King Henry VI

images-17It was possible for medieval kings to be too nice; too pious and too scholarly. Henry VI was the last Lancastrian Plantagenet king. The chaos that spiralled out of control during his reign came about, in part, because of the king’s inability to control his nobility.

In October 1421 Catherine of Valois, wife of Henry V became a mother for the first time at Windsor. Nine months later the infant boy became King Henry VI although he was not crowned in Westminster until 1429. According to the treaty that the French signed after the Battle of Agincourt the boy, following his maternal grandfather’s death was King of England, Wales, Ireland and France.

Indeed, the boy was crowned in Paris on 16th December 1431 to popular acclaim in Paris but much disgust that the English form of coronation was used rather than the French form. Unfortunately most of the rest of France wanted the dauphin, the son of Charles VI, to rule. The future Charles VII had luck on his side in the form of Joan of Arc; the death of the Duke of Bedford’s wife (Anne of Burgundy) resulted in the Duke of Burgundy changing sides; the death of the Duke of Bedford and faction politics back in England. It probably also helped Charles that Henry VI loathed bloodshed and felt that it was his Christian duty to make peace. This duly occurred in 1445 when Henry married Margaret of Anjou and handed back huge tracts of land to the French.

The Duke of Gloucester was furious but his fall from power was just round the corner. His wife Eleanor was found guilty of witchcraft. Ultimately Gloucester would be accused of treason and then found dead in his bed a couple of days later. It wasn’t long before people were whispering that ‘Good Duke Humphrey’ had been murdered and that the queen had somehow been involved.

Henry, who had no mistresses and had an abhorrence of nudity in both men and women, was unlucky in his queen. He thought she was one of the wisest people that he knew but his people never came to love her. She was French and her marriage, without much in the way of dowry, had cost them hard won lands in France. In later years she headed south with a band of ferocious northerners at her back, something that London never forgave her for.

Money, which had flowed readily enough when the English were winning the Hundred Years War, became a problem the older Henry got. It wasn’t helped that when he achieved his majority he gave away approximately two hundred manors and insisted on spending £2,000 on endowing his colleges at Eton and Cambridge. Before long the crown was in debt to the tune of £400,000.

Inevitably the peace in France could not be sustained and before long the roads were filled with English refugees fleeing the French. It didn’t go down well with the English. Henry V, the victor of Agincourt, successful charismatic warrior king was a hard act for his son to follow. As is usual in these occurrences the people blamed the king’s ‘bad advisers’ for the king’s own failings and bad luck. In 1450 Adam Moleyns, the Bishop of Chichester, managed to get himself lynched by an angry mob in Portsmouth who blamed him for the fall of Normandy. The mob’s wrath then turned on the Duke of Suffolk who found himself on the wrong side of the law for pursuing the policies that Henry wanted him to pursue. Henry insisted that Suffolk was set free but he was forced to leave the country. It didn’t help him. Suffolk, on his way to Calais, was hijacked and beheaded.

-*-*-

According to the text on King Henry VI, how much debt had the crown run up?

-*-*-

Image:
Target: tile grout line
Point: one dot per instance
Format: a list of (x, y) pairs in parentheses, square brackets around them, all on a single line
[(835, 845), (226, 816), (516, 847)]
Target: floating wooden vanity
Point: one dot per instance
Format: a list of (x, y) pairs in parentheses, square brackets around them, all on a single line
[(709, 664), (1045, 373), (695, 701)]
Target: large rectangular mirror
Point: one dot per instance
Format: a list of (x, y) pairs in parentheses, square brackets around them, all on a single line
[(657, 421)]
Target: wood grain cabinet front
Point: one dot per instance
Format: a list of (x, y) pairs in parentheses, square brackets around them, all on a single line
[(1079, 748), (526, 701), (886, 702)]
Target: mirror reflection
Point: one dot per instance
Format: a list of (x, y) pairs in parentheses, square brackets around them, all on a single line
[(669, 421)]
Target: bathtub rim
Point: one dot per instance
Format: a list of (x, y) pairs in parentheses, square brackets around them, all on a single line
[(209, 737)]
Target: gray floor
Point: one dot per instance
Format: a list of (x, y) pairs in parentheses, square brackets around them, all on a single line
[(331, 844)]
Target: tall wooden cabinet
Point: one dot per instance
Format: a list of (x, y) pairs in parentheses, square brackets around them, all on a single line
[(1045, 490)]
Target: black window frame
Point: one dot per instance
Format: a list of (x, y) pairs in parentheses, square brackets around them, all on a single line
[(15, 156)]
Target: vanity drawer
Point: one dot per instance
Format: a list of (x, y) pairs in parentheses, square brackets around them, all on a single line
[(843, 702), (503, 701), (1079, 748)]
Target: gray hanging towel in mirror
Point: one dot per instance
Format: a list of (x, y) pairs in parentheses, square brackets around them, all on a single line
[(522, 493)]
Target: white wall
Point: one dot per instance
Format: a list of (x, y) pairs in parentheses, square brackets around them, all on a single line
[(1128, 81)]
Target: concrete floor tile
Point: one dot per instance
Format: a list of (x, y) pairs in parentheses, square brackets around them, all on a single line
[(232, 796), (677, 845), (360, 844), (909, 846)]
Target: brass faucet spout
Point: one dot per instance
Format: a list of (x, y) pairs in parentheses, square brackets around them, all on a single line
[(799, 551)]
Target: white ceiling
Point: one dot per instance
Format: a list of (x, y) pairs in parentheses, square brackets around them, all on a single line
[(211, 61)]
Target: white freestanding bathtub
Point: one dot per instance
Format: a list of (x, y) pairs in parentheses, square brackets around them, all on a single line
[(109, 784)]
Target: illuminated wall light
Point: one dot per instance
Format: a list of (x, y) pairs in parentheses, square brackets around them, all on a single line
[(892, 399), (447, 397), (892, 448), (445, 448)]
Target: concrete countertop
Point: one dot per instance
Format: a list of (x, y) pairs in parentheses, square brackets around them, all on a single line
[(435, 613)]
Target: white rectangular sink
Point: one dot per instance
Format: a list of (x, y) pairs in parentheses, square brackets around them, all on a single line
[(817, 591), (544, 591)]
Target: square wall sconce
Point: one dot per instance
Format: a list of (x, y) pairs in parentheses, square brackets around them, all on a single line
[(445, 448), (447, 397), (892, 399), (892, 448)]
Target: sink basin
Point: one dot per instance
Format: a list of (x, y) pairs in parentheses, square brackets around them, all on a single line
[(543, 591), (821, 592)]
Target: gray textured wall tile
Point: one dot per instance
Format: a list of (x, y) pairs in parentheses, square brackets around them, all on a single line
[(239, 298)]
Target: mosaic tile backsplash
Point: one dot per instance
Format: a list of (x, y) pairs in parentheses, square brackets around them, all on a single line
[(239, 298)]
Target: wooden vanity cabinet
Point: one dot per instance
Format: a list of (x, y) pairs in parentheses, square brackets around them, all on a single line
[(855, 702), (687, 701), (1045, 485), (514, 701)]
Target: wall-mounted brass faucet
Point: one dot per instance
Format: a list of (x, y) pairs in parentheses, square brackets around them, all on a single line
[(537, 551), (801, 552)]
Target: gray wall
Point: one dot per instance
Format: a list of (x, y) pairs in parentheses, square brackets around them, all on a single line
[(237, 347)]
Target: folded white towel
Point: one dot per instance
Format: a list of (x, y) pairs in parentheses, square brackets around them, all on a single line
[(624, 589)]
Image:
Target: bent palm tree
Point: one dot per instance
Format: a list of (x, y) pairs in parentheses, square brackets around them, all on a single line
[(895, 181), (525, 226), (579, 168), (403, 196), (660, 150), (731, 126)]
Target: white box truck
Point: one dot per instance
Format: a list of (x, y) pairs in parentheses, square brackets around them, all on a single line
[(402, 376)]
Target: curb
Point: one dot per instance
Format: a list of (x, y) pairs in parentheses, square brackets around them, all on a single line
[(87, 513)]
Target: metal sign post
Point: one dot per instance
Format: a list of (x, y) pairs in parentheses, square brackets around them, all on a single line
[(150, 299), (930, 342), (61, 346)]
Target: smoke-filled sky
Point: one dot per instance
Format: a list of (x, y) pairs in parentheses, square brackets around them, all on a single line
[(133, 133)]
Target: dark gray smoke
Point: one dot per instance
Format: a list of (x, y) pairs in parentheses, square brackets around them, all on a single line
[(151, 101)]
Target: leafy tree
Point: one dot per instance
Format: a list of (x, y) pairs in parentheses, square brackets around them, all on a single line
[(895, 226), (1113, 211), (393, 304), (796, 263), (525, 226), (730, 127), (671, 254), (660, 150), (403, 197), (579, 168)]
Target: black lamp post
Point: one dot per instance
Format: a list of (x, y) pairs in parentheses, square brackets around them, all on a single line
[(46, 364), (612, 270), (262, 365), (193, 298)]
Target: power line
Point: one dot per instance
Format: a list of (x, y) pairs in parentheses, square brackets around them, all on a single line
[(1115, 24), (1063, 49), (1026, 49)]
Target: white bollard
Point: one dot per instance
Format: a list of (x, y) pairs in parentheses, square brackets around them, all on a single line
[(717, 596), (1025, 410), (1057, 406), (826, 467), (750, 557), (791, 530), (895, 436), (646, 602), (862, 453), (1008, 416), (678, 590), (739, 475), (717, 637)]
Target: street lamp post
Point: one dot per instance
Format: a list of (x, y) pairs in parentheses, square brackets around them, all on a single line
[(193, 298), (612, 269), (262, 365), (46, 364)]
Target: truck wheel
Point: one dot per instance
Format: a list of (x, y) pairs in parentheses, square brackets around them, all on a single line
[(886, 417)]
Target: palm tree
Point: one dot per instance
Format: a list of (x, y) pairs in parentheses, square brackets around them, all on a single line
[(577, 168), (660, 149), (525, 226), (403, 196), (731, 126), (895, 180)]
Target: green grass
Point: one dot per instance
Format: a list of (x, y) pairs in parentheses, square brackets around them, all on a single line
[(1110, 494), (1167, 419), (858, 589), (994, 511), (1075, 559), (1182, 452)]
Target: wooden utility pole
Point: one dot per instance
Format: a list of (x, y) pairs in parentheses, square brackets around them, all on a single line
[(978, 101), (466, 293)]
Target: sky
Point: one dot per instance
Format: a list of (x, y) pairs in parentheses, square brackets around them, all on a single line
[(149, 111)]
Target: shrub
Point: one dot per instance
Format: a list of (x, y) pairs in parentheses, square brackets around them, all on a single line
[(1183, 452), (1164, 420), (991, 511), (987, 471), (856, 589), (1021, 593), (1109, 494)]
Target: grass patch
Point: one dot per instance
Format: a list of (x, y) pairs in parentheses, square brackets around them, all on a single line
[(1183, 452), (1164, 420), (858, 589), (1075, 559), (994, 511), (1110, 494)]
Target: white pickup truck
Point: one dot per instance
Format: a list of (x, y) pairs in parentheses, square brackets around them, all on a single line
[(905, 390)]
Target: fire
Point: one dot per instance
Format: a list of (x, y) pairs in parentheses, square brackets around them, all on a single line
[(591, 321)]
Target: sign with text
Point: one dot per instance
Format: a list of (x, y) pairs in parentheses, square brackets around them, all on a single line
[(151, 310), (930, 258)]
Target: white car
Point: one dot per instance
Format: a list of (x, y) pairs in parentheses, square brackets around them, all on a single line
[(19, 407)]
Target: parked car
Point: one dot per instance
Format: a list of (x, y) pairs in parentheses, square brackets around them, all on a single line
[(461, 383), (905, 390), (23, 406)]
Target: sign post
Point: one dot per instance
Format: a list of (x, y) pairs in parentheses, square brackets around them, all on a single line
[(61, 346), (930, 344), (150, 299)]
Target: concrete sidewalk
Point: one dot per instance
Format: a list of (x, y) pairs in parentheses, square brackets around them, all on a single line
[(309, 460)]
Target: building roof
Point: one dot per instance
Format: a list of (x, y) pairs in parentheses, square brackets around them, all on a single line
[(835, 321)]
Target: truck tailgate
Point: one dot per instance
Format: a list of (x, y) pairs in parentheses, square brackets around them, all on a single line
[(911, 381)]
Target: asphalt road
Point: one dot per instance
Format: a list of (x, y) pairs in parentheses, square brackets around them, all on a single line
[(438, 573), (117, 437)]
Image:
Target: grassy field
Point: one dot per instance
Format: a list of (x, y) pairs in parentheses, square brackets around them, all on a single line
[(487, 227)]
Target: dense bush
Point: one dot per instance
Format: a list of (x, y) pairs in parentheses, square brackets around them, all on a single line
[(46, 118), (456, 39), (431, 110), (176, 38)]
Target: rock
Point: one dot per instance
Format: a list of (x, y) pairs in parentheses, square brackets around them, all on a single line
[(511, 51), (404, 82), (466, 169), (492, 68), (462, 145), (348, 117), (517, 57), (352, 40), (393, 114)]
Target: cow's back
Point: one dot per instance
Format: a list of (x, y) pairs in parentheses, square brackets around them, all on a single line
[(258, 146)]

-*-*-

* _Answer in full_
About £400,000.